▸ **What this task involves**
For this exercise, transcribe the records below without changing a word.

Excerpts from a dataset:
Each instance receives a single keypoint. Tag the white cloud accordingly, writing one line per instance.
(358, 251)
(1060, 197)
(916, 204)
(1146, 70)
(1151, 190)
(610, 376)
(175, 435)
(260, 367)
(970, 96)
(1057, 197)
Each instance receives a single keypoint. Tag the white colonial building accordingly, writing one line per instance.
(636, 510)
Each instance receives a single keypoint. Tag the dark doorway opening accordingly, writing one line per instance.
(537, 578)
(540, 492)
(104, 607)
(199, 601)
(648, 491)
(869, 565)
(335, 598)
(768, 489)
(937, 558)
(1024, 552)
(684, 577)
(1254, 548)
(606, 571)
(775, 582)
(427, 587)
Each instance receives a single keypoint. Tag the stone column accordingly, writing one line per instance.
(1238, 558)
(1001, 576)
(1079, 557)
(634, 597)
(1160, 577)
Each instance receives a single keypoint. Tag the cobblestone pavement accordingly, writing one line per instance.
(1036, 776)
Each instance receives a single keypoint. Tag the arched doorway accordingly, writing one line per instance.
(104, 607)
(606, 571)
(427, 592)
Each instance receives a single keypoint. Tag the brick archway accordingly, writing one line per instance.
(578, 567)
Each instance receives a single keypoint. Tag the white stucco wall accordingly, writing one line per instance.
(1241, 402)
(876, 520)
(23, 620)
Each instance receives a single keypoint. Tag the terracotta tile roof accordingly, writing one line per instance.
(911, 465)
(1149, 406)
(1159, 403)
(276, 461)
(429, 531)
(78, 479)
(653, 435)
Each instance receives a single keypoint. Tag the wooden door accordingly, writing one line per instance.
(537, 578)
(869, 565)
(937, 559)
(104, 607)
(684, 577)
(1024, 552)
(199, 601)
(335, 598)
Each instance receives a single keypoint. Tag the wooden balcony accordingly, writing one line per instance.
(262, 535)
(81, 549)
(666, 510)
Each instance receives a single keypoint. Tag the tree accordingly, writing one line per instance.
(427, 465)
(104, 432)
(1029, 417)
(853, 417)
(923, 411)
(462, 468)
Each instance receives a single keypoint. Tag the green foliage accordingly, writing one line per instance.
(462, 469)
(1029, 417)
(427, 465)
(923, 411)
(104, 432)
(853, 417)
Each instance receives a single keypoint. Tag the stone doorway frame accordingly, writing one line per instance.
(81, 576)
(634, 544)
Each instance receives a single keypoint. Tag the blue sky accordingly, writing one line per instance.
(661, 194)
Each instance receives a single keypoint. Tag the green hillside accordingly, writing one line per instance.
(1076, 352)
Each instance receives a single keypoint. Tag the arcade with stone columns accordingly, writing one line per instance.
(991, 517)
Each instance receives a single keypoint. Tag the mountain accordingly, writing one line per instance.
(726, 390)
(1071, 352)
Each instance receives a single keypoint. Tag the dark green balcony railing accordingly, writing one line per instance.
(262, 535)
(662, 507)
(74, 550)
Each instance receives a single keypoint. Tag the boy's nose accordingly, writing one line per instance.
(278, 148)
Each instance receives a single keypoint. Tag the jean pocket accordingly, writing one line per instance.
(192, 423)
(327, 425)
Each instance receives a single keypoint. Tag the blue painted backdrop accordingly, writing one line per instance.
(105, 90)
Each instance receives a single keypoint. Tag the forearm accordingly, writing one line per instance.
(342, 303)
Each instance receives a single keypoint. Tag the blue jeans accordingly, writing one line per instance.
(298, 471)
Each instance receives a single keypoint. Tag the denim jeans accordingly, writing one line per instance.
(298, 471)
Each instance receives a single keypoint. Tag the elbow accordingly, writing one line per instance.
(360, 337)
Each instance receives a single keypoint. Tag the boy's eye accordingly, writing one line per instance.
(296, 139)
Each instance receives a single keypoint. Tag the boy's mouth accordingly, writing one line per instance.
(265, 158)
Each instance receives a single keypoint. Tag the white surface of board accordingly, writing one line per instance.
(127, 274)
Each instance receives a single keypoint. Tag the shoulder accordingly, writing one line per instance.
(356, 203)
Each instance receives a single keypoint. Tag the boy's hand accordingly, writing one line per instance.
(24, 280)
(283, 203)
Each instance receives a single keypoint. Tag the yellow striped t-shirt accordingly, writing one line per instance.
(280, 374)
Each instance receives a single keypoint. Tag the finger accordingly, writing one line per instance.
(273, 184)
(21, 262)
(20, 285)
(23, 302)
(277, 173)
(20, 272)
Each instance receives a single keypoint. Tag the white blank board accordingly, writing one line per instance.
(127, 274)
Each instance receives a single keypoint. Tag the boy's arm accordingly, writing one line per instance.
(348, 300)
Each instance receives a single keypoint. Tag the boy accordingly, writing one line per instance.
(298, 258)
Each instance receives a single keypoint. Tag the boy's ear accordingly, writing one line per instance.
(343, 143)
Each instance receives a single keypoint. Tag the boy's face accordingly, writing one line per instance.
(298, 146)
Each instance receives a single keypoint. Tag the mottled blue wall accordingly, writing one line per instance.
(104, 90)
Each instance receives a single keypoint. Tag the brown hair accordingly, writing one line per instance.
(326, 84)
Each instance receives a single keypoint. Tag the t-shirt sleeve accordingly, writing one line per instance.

▸ **Exercise solution**
Each instance receives a single keypoint. Tag the white cloud accordingly, writing one line per instance.
(358, 251)
(1060, 197)
(916, 204)
(1146, 70)
(1151, 190)
(610, 376)
(175, 435)
(260, 367)
(970, 96)
(1057, 197)
Each instance receives a single keypoint. Tag the white colonial building accordingly, writing one line per instance.
(636, 510)
Each instance receives a single keypoint. Tag the dark doorway opening accordingly, writing one line per instance.
(537, 578)
(540, 492)
(104, 607)
(199, 601)
(648, 491)
(869, 565)
(335, 598)
(768, 489)
(937, 558)
(1024, 552)
(684, 577)
(1254, 548)
(606, 571)
(775, 582)
(427, 587)
Each instance receives a single keypoint. Tag the stone column accordingly, writing one line per instance.
(1238, 558)
(1001, 576)
(1079, 557)
(634, 597)
(1160, 577)
Each instance receives a single keypoint. Tag the cobblestone pavement accordingly, writing one line per instance.
(1036, 776)
Each instance receives a single keypoint. Tag the arched doorway accordingly, writing one line per instance.
(104, 607)
(606, 571)
(427, 592)
Each instance receives a single keypoint. Tag the brick archway accordingly, writing one line per instance.
(578, 567)
Each instance receives a single keypoint. Tag the white stucco wall accordingly, writing one line per instance.
(1241, 402)
(876, 520)
(23, 620)
Each instance receives a single keypoint. Tag the terracotta tile roof accordingly, writing one line per instance.
(911, 465)
(1149, 406)
(1159, 403)
(276, 461)
(429, 531)
(78, 479)
(653, 435)
Each instance receives a single keypoint. Tag the wooden door accordingly, writing one line per instance.
(537, 578)
(869, 565)
(937, 559)
(104, 607)
(684, 577)
(1024, 552)
(199, 601)
(335, 598)
Each instance receives a single keypoint. Tag the wooden balcony accordingly, writing one line per instance.
(262, 535)
(81, 549)
(666, 510)
Each instance receives a single keypoint. Tag the tree accordingly, writing one line per instance.
(427, 465)
(104, 432)
(1029, 417)
(853, 417)
(923, 411)
(462, 468)
Each instance receives a single keypoint. Tag the green foliage accordingly, writing one line per instance.
(462, 469)
(1029, 417)
(427, 465)
(923, 411)
(104, 432)
(853, 417)
Each instance receives a single keypoint. Tag the stone doorway frame accordingly, writing one line per instance.
(81, 576)
(634, 544)
Each instance receives a single keypoint. Tag the blue sky accordingly, writing one line per instance.
(661, 194)
Each instance receives a single keypoint. Tag the green hillside accordingly, writing one line per instance.
(1076, 352)
Each instance receives a single keypoint. Tag the arcade with stone columns accordingly, writing one line per instance.
(991, 517)
Each instance receives a single keypoint. Tag the mountain accordingly, writing one line per instance.
(726, 390)
(1071, 352)
Each instance receives a single keypoint. Tag the dark green balcony railing accordingly, writing one line per instance.
(262, 535)
(662, 507)
(74, 550)
Each instance receives a single keypoint. Tag the boy's nose accordingly, writing one line per instance.
(278, 148)
Each instance receives a single keypoint. Tag the jean pocket accordingly, writing one line per instance.
(192, 423)
(327, 425)
Each instance receives a single keypoint. Tag the blue painted backdrop accordingly, writing one line per instance.
(105, 90)
Each instance receives a single keypoint. Tag the forearm accordingly, writing one line per instance.
(342, 303)
Each instance receives a single keypoint. Tag the blue jeans accordingly, writing one line per instance.
(298, 471)
Each instance receives a single keypoint. Tag the denim jeans accordingly, writing one line per instance.
(298, 471)
Each instance receives a single keypoint. Tag the elbow accordingly, writing one line per instance.
(360, 337)
Each instance receives a single keypoint. Tag the boy's eye accordingly, writing one line per instance.
(296, 139)
Each instance receives a single keypoint. Tag the boy's mouth accordingly, writing one line per instance.
(265, 158)
Each instance receives a single keypoint. Tag the white surface of board accordingly, writing one line per instance.
(127, 274)
Each instance receives a single keypoint. Tag the shoulder accordingly, writing one line per instance.
(356, 203)
Each instance receives a single keypoint. Tag the boy's hand accordingly, writing one line per instance.
(24, 280)
(283, 203)
Each instance receives a single keypoint. Tag the yellow striped t-shirt accordingly, writing one line per instance.
(280, 374)
Each instance receives a single keypoint. Tag the finger accordingly, writing one line per instance.
(273, 184)
(21, 262)
(20, 285)
(23, 302)
(277, 173)
(20, 272)
Each instance receives a single keypoint. Tag the white blank board accordingly, writing one line per instance.
(127, 274)
Each instance receives a single keypoint. Tag the boy's arm accordingly, writing one line per instance.
(348, 300)
Each instance receives a single keypoint. Tag the boy accordingly, writing one line per instance.
(298, 258)
Each instance receives a single keypoint. Tag the boy's ear accordingly, writing one line per instance.
(343, 143)
Each instance receives a single keypoint. Tag the boy's face accordingly, writing one line per instance.
(298, 146)
Each instance receives a single keypoint. Tag the mottled blue wall accordingly, writing one line per instance.
(104, 90)
Each instance receives a single keypoint. Tag the brown hair accordingly, writing one line per instance.
(326, 84)
Each instance receives a single keypoint. Tag the t-shirt sleeve accordingly, writing one line per instance.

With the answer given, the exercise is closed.